Extract every row below verbatim, omitting the pictures from your reproduction.

=== Input records ===

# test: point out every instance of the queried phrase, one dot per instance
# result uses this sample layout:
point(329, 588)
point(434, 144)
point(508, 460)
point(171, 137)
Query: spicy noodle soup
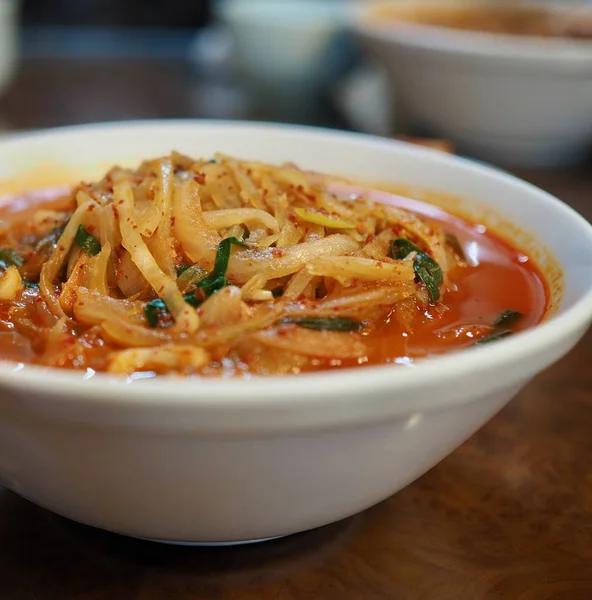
point(230, 268)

===

• Reply to the task:
# test: point out every instance of the queried phrase, one dot per instance
# result uses this sample layout:
point(329, 588)
point(434, 144)
point(508, 460)
point(171, 137)
Query: spicy noodle soup
point(230, 268)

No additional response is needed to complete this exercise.